Content starts

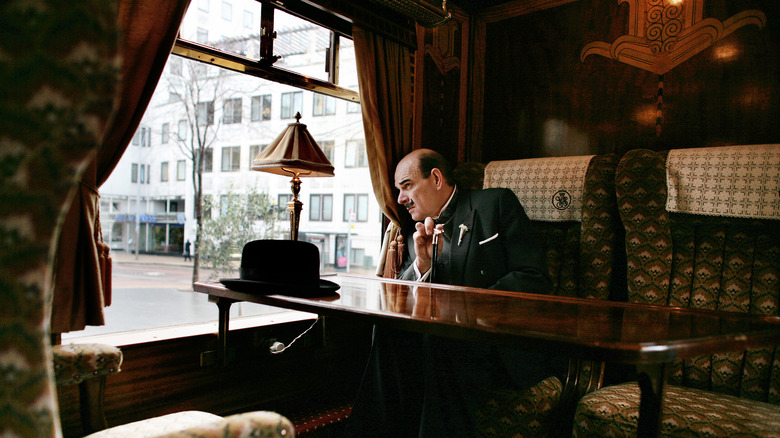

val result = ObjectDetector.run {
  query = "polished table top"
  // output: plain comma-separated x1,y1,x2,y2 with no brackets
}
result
193,273,780,365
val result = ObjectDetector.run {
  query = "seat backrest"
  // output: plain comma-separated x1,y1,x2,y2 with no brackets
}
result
615,145,780,403
483,154,622,300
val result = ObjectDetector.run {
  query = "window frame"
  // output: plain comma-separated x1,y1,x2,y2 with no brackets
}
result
345,139,368,168
197,101,215,126
176,160,186,181
313,93,336,117
280,91,303,119
277,194,292,220
172,1,360,104
161,122,170,143
223,97,243,124
203,147,213,173
309,194,333,222
66,1,378,344
221,145,241,172
250,94,272,121
343,193,368,222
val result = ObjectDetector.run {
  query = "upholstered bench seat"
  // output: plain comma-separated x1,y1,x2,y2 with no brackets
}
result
573,145,780,438
84,410,295,438
574,382,780,437
475,375,564,437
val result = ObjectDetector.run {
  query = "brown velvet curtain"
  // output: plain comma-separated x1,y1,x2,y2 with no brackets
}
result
352,26,414,277
353,26,413,227
51,0,191,333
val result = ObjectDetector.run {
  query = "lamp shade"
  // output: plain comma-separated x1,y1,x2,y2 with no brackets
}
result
251,112,334,177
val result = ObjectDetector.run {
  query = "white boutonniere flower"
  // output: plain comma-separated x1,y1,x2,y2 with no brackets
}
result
458,224,469,246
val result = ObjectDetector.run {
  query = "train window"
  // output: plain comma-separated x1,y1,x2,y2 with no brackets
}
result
63,0,379,342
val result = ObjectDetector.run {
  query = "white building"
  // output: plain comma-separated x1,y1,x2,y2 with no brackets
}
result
100,2,382,272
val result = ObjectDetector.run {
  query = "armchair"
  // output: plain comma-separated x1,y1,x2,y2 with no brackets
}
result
573,145,780,437
475,154,622,437
52,342,123,434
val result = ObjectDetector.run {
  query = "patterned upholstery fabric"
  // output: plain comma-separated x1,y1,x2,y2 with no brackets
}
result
52,343,122,385
475,155,620,437
0,2,297,437
574,382,780,437
666,145,780,219
484,155,594,222
83,411,295,438
0,2,121,437
573,146,780,437
484,154,620,300
475,376,564,438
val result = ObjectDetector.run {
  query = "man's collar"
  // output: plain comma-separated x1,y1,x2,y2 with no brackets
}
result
434,185,458,224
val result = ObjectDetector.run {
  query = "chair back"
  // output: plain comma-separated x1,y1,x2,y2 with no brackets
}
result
615,145,780,403
484,154,622,299
0,2,120,436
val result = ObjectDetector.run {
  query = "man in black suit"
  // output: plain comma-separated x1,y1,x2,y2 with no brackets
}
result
395,148,550,292
345,149,561,437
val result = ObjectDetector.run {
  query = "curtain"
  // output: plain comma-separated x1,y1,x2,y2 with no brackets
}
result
51,0,191,333
353,26,413,228
353,26,414,277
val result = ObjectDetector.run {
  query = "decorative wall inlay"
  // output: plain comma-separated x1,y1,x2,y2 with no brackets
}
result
666,144,780,219
581,0,766,75
483,155,594,221
580,0,767,136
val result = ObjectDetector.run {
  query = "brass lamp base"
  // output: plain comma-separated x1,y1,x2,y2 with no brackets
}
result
286,170,307,241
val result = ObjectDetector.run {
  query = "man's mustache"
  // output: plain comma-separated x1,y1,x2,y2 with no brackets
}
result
404,201,414,209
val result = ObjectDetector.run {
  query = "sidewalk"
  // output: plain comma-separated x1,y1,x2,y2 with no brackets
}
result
111,250,194,267
110,250,378,276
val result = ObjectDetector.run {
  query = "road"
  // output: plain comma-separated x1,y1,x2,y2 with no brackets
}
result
62,255,279,340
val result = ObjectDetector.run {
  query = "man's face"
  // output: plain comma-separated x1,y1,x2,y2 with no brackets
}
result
394,158,440,221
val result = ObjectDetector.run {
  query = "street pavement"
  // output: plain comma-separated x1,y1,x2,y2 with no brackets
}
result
62,251,375,341
62,251,274,341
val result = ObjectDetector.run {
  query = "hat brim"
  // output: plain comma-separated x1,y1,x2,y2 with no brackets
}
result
219,278,340,298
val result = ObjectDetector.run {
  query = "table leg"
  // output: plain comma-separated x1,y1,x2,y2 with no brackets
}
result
209,296,234,366
636,363,666,438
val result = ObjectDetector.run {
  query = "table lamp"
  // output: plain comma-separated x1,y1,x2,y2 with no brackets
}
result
251,112,335,240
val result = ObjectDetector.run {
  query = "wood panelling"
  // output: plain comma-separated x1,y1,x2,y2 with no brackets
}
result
57,318,372,437
474,0,779,162
413,3,471,166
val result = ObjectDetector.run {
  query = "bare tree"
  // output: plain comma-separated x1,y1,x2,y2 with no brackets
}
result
169,60,224,284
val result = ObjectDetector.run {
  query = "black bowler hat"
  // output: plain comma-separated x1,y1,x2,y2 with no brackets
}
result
220,240,340,297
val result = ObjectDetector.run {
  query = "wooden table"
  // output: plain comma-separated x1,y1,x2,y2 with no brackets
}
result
194,274,780,438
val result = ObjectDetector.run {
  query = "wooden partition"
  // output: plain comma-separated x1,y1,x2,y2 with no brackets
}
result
57,318,372,438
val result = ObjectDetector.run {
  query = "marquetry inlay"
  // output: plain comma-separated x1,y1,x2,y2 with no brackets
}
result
581,0,766,75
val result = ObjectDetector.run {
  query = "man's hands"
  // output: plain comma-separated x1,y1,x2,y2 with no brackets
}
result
413,217,444,274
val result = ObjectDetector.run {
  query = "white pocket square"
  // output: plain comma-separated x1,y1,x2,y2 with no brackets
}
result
479,233,499,245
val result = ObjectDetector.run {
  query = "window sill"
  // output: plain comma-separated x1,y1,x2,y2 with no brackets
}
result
60,310,317,348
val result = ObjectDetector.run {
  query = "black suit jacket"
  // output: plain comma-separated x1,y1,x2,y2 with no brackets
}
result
399,188,551,294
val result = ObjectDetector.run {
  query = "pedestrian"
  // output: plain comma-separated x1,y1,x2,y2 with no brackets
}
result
184,239,192,262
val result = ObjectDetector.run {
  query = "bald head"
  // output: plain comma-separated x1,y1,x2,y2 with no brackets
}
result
394,149,455,221
399,149,454,185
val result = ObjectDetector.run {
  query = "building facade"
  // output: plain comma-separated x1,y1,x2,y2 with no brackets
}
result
99,2,382,272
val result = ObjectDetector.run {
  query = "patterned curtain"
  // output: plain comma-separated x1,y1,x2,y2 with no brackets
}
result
51,0,191,333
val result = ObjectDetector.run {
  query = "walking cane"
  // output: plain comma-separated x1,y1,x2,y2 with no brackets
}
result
430,225,443,283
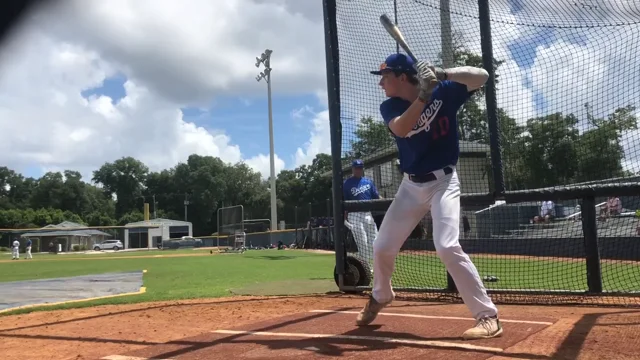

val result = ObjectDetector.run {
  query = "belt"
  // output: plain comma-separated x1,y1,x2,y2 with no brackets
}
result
407,166,453,183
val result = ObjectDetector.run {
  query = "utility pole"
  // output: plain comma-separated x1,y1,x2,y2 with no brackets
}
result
255,49,278,230
153,194,157,219
183,193,189,221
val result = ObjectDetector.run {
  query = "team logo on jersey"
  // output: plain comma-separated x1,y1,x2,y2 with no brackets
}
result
351,184,371,197
405,99,443,138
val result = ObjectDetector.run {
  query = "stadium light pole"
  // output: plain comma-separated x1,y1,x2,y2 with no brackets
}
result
255,49,278,230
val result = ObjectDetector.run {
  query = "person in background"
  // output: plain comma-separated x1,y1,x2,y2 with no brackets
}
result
11,238,20,260
343,159,381,268
534,200,555,223
24,238,33,259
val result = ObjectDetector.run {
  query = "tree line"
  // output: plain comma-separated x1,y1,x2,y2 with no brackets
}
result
0,153,332,235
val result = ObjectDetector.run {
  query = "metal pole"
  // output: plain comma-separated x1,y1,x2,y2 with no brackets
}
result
267,58,277,231
478,0,505,196
153,194,157,219
394,0,399,54
183,193,189,221
440,0,454,68
256,49,278,231
322,0,346,289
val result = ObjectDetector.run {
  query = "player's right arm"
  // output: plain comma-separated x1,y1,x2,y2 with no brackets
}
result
382,97,426,138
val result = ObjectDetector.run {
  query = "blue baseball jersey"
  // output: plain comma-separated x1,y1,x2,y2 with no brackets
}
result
343,176,380,201
380,80,472,175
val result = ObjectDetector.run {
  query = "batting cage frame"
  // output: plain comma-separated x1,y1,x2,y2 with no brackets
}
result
216,205,247,253
323,0,640,307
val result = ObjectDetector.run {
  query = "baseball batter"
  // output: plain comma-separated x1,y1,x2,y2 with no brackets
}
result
356,53,502,340
343,159,380,266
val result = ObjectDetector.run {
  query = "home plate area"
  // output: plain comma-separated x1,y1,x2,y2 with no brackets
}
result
100,307,556,360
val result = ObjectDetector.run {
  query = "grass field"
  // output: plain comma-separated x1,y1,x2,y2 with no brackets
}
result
1,248,639,316
394,253,640,292
0,249,336,315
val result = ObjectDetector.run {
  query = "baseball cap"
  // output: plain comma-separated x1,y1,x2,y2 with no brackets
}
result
352,159,364,168
370,53,417,75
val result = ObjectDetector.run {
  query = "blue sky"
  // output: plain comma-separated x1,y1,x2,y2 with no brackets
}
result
81,75,321,171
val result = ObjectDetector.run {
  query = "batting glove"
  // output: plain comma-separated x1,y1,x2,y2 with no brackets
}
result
415,61,438,102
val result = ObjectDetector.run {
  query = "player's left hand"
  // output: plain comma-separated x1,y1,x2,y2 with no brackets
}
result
415,61,438,102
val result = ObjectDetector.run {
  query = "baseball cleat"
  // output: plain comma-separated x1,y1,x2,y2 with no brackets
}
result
356,295,393,326
462,316,503,340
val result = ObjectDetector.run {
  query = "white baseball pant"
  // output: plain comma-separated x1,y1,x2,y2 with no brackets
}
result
372,167,498,319
25,246,32,259
345,212,377,264
11,247,19,259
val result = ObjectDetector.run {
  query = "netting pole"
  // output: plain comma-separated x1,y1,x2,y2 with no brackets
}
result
322,0,346,287
441,0,456,293
580,196,603,293
478,0,505,196
393,0,399,53
440,0,454,68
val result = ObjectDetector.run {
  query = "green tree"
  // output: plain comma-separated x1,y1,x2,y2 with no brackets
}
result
575,103,638,182
349,116,395,159
92,157,149,218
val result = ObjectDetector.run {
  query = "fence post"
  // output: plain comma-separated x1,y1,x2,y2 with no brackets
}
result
477,0,505,196
322,0,346,286
581,196,603,293
326,198,331,217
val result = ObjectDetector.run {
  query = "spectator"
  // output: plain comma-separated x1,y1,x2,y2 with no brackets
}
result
601,196,622,221
534,200,555,223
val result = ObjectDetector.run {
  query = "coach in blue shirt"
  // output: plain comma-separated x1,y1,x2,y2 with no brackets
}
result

Content ends

Problem description: Look through the entries above. Copy each line in which the string "suit" occurs.

Response box:
  query = "man in black suit"
  query = "black suit jacket"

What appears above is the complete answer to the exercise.